Boğaziçi Üniversitesi’nin ev sahipliğinde uzun zamandır büyük Türk fizikçi Asım Barut anısına geleneksel olarak sürdürülen seminer serisinin bu yılki konuğu kozmoloji çevrelerinde epey tanınan Amerika Tufts Üniversitesi’nden Alexander Vilenkin. İlk kez katıldığım Barut semineri olduğundan serideki tüm seminerlerin genel katılımcı seviyesine hitap ettiğini tahmin ediyorum, dolayısıyla salonun yarısından çoğu ağır top fizikçilerle dolu olsa da seminerin içeriği bir Scientific American yazısından çok da ileri değildi..
──────────
## Kısa alıştırma 1
Aşağıdaki ifadelerin alıntıyla uyuşup uyuşmadığını her biri için evet ya da hayır diyerek belirtin ve kararı veren sözleri alıntıdan aynen aktarın. (a) Bu yılki konuk Tufts Üniversitesi'nden gelmektedir. (b) Yazar daha önce birçok Barut seminerine katılmıştır. (c) Seminerin içeriği bir Scientific American yazısından çok daha ileri düzeydeydi.
## Kısa alıştırma 2
Alıntıda geçen bütün özel adları, her birini yalnızca bir kez yazarak, metindeki sırasıyla listeleyin.
──────────
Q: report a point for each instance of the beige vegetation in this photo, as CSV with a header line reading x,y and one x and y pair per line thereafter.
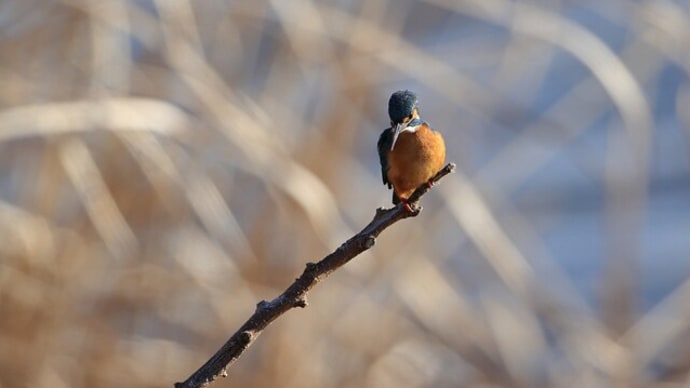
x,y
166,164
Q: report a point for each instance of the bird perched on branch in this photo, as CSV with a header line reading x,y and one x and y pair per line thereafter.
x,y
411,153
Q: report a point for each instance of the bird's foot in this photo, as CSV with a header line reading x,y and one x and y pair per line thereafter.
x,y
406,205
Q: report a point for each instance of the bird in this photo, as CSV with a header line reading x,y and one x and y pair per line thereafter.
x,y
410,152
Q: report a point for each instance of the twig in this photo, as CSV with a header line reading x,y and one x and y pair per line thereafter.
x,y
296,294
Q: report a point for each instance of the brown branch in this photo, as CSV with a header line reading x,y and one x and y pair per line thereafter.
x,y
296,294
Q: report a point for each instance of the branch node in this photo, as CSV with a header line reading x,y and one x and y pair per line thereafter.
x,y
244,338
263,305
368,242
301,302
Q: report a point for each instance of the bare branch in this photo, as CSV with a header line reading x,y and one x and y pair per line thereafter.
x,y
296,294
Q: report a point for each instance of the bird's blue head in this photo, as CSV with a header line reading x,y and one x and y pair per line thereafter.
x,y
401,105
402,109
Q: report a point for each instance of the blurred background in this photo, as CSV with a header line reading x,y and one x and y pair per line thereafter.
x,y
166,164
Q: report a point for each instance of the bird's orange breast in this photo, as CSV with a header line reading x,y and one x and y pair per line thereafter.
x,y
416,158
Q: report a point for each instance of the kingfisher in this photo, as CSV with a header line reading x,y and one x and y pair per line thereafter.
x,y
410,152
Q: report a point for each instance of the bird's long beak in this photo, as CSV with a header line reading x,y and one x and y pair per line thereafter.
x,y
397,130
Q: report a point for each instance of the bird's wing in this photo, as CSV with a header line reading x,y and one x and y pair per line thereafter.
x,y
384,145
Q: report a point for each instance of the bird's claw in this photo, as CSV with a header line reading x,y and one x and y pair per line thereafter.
──────────
## Doğru yanıt 1
(a) Evet: "Amerika Tufts Üniversitesi’nden Alexander Vilenkin"
(b) Hayır: "İlk kez katıldığım Barut semineri olduğundan"
(c) Hayır: "seminerin içeriği bir Scientific American yazısından çok da ileri değildi"

## Doğru yanıt 2
Boğaziçi Üniversitesi, Asım Barut, Amerika, Tufts Üniversitesi, Alexander Vilenkin, Scientific American